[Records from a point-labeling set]
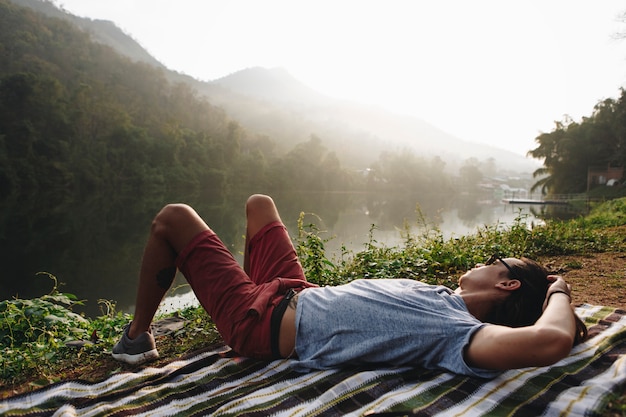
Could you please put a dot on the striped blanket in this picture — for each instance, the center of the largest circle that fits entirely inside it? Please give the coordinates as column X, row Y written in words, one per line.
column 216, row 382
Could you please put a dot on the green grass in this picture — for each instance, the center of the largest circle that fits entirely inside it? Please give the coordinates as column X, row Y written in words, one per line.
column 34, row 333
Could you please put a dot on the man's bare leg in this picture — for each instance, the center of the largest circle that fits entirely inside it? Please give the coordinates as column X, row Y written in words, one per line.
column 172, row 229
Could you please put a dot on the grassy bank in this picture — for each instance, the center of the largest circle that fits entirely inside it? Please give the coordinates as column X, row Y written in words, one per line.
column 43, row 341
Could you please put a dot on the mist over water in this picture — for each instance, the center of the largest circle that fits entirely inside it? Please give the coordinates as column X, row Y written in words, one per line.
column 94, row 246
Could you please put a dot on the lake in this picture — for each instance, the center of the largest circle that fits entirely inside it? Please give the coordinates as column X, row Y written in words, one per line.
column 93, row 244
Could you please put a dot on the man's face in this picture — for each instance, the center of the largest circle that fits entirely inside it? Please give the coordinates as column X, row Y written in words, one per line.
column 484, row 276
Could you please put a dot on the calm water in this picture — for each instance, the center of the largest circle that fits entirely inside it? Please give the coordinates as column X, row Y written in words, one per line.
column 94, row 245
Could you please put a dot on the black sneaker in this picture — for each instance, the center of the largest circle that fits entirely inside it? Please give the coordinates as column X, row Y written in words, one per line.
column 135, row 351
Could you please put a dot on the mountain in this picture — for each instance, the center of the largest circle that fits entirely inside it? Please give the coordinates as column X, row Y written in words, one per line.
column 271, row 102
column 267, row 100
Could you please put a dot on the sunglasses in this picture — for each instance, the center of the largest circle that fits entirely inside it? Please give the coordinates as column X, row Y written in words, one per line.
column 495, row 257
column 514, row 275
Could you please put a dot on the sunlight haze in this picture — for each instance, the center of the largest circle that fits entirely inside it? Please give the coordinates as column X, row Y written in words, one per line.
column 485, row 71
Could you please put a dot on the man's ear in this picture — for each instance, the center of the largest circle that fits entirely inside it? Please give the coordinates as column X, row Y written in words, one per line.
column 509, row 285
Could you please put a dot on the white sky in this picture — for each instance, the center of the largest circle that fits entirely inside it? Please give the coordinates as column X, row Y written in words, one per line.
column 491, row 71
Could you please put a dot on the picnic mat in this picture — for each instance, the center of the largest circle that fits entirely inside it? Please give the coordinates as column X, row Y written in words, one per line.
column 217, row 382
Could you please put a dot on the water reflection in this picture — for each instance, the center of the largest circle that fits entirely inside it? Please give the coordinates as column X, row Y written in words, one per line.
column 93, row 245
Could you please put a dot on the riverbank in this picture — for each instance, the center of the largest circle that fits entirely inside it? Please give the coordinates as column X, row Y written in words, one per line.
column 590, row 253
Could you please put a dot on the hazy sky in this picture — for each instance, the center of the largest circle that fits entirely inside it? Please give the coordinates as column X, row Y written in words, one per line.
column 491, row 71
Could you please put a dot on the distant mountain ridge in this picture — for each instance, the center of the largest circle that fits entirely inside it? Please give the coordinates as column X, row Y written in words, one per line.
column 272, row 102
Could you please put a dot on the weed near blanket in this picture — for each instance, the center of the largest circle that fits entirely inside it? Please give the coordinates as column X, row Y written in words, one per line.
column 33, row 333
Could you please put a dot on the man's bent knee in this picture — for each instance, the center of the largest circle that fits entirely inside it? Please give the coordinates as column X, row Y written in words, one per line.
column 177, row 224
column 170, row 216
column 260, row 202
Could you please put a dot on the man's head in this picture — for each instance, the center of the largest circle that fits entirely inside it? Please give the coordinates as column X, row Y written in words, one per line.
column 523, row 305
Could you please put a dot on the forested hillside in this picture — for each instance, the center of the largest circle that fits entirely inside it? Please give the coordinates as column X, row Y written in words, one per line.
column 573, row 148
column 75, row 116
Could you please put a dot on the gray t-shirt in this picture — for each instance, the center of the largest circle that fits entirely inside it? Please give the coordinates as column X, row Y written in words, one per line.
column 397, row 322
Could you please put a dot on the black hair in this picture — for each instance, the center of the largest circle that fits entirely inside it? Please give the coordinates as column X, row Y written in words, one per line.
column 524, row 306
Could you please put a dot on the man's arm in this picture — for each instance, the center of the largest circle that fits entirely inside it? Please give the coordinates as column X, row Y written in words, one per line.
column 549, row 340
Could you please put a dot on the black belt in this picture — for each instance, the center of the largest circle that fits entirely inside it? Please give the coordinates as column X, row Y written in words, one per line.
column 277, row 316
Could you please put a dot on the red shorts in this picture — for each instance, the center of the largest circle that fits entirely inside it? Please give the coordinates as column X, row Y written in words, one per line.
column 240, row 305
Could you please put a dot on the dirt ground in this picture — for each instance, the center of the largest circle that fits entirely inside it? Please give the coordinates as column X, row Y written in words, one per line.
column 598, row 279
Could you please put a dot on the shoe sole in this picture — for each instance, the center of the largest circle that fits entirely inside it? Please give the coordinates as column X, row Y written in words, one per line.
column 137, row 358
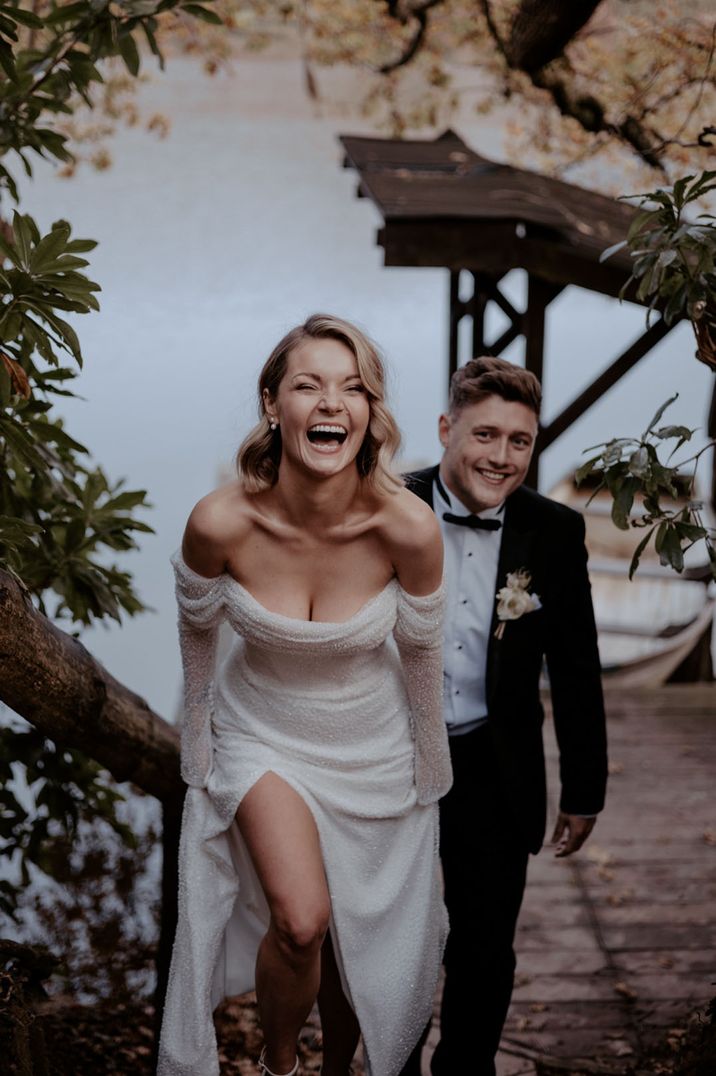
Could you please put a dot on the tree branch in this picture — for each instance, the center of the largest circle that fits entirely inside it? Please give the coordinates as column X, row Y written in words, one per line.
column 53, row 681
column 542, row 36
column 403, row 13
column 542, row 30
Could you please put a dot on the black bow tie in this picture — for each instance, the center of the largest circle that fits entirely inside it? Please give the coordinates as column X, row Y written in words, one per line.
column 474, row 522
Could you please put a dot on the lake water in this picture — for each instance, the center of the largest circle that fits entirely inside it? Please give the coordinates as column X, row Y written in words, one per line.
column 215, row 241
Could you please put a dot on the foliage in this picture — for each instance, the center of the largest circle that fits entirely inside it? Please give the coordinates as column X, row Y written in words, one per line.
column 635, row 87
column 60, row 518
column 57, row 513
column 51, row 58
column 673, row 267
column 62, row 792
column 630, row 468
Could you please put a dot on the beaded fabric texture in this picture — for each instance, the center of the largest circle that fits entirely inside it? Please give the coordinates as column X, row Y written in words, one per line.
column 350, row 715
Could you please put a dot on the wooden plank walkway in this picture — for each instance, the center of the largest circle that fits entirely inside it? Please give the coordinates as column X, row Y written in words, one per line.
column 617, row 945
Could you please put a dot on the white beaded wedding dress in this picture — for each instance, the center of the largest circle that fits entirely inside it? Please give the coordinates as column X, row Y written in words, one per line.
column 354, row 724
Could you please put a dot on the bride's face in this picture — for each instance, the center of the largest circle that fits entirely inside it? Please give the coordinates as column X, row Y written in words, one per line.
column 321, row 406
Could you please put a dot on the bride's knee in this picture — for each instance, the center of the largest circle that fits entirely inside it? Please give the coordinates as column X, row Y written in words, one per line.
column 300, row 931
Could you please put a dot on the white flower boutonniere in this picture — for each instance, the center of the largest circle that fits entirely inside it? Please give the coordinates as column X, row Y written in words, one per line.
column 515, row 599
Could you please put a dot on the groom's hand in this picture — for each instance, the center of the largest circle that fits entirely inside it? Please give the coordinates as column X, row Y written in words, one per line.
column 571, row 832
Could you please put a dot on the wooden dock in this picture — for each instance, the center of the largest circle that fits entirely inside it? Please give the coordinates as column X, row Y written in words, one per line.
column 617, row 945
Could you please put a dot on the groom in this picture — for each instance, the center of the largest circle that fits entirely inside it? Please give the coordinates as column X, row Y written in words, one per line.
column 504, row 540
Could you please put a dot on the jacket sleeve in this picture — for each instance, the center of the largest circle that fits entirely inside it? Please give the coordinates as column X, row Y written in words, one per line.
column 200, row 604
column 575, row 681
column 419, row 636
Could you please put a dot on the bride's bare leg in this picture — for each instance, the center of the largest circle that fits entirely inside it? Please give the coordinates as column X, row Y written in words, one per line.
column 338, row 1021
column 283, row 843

WHAT THIS TASK INVOLVES: Reproduce the records starting at the line containing "Could you please put a dot on the forested" and ending at the line containing "column 137, row 358", swapping every "dot" for "point" and leaving everything else unchanged.

EXPECTED ANSWER:
Could you please put a point on the forested hillside in this picture — for each instance, the center of the largest circle that fits entirely inside it? Please give the coordinates as column X, row Y written in words, one per line.
column 573, row 148
column 75, row 116
Could you please put a point on the gray t-shirt in this picture — for each instance, the center of the largest circle that fits entirely inside it? Please give the coordinates as column X, row Y written in words, one per line.
column 397, row 322
Could you please put a point on the black hair in this picture — for each instance, the center of the largest circle that fits entirely inside it? Please give the coordinates as column X, row Y written in words, one per line.
column 524, row 306
Could you please put a point on the man's arm in this picture — for each instance, the center of the largest circle that fits entirely inside it? Please give the coordinates as column X, row Y written in words, one per line.
column 549, row 340
Could you please put a point on the black belt in this picture — for each instance, the center of the largest circle that fits entirely inside it? Please give the coordinates as column X, row Y written in words, one per line.
column 277, row 316
Could you please put a point on the red shorts in this picture — for each instance, the center of the largest circle that fits entirely inside it? Please give the coordinates as column X, row Y written in words, one per line.
column 240, row 305
Could you please put a point on the dirt ground in this picture — for each instance, the center of the largest circle that fits entirely inside it? Please give the coordinates as column X, row Y written in words, one per line.
column 598, row 279
Could you please put a point on the shoe sole in this picture — for each instance, the center of the largest circle that fits entirely inside it? Please give the coordinates as column X, row Y written in words, one per line.
column 137, row 358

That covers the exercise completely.